What to work on
Copy out, word for word, the entire abstract below on detecting posttranscriptional modifications in RNA by mass spectrometry.

Determination of posttranscriptional modification in RNA by mass spectrometry

Substantial biochemical and genetic evidence exists that implicates ribosomal RNA as a functional component of the translational apparatus. The nucleotide sequences in functionally important regions of ribosomal RNA have defined features of universal conservation, single-stranded ness [as defined by secondary structure], and surface proximity [as defined by tertiary or quaternary structure]. Specific nucleotides within these regions are posttranscriptionally modified, yet little in known about the chemical identity of these modifications, and almost nothing is known about their function. This paucity of information stems from the lack of practical methodologies required to elucidate chemical structure of posttranscriptionally modified nucleotides as a prerequisite to investigation of structure/function relationships. A method for the detection, chemical characterization, and sequence location of posttranscriptionally modified nucleotides in RNA is presented. The method is based on the ability to infer the base composition of an oligonucleotide, simple by accurate measurement of molecular mass by electrospray mass spectrometry. Posttranscriptional modifications are recognized from incremental increases in mass, In conjunction with combined liquid chromatography/thermospray mass spectrometry and gene sequence data, modified residues can be completely characterized at the nucleoside level and assigned to sequence sites within oligonucleotides defined by selective ribonuclease cleavage. The method is demonstrated using Escherichia coli 5S rRNA, in which all oligonucleotides produced by ribonuclease T1 hydrolysis are identified solely on the basis of their molecular masses, and using Escherichia coli 16S rRNA, in which several posttranscriptionally modified oligonucleotides were characterized. The method is used to characterized, 5,6-dihydrouridine at position 2449 in the highly conserved central loop of domain V in Escherichia coli 23S ribosomal RNA, a region which has been strongly implicated in the peptidyl transferase activity.

Records supplied

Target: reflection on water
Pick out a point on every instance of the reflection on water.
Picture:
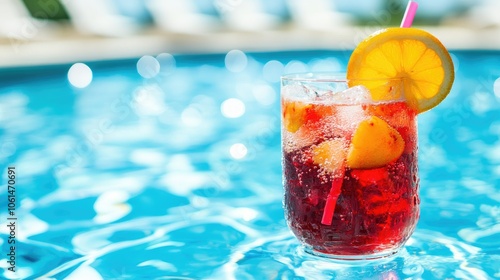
(169, 167)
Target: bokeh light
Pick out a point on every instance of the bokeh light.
(167, 63)
(232, 108)
(273, 70)
(80, 75)
(264, 94)
(148, 67)
(496, 87)
(236, 61)
(238, 151)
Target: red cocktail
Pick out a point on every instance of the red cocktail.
(337, 204)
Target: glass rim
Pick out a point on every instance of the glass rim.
(328, 77)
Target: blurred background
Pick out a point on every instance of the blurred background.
(62, 31)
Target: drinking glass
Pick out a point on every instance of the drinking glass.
(349, 167)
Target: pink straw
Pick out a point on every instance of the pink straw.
(410, 12)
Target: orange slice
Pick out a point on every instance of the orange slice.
(374, 144)
(407, 61)
(330, 155)
(294, 114)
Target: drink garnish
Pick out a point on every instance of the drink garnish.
(374, 144)
(410, 60)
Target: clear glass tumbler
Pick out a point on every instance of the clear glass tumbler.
(349, 167)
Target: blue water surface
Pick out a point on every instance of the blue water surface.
(168, 167)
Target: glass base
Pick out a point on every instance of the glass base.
(385, 255)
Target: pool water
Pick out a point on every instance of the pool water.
(168, 167)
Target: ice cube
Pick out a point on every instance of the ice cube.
(299, 92)
(351, 96)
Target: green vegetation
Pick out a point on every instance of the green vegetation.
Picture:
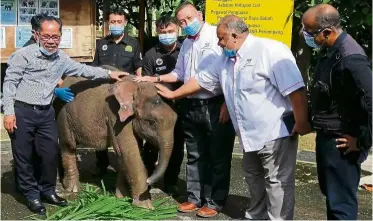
(94, 204)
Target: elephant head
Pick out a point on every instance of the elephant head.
(153, 120)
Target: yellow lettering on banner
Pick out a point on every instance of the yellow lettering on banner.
(265, 18)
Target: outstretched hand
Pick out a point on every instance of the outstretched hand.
(115, 75)
(64, 94)
(145, 79)
(164, 91)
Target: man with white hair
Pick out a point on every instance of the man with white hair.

Answer box
Determination of posttranscriptional modification in RNA by mass spectrometry

Substantial biochemical and genetic evidence exists that implicates ribosomal RNA as a functional component of the translational apparatus. The nucleotide sequences in functionally important regions of ribosomal RNA have defined features of universal conservation, single-stranded ness [as defined by secondary structure], and surface proximity [as defined by tertiary or quaternary structure]. Specific nucleotides within these regions are posttranscriptionally modified, yet little in known about the chemical identity of these modifications, and almost nothing is known about their function. This paucity of information stems from the lack of practical methodologies required to elucidate chemical structure of posttranscriptionally modified nucleotides as a prerequisite to investigation of structure/function relationships. A method for the detection, chemical characterization, and sequence location of posttranscriptionally modified nucleotides in RNA is presented. The method is based on the ability to infer the base composition of an oligonucleotide, simple by accurate measurement of molecular mass by electrospray mass spectrometry. Posttranscriptional modifications are recognized from incremental increases in mass, In conjunction with combined liquid chromatography/thermospray mass spectrometry and gene sequence data, modified residues can be completely characterized at the nucleoside level and assigned to sequence sites within oligonucleotides defined by selective ribonuclease cleavage. The method is demonstrated using Escherichia coli 5S rRNA, in which all oligonucleotides produced by ribonuclease T1 hydrolysis are identified solely on the basis of their molecular masses, and using Escherichia coli 16S rRNA, in which several posttranscriptionally modified oligonucleotides were characterized. The method is used to characterized, 5,6-dihydrouridine at position 2449 in the highly conserved central loop of domain V in Escherichia coli 23S ribosomal RNA, a region which has been strongly implicated in the peptidyl transferase activity.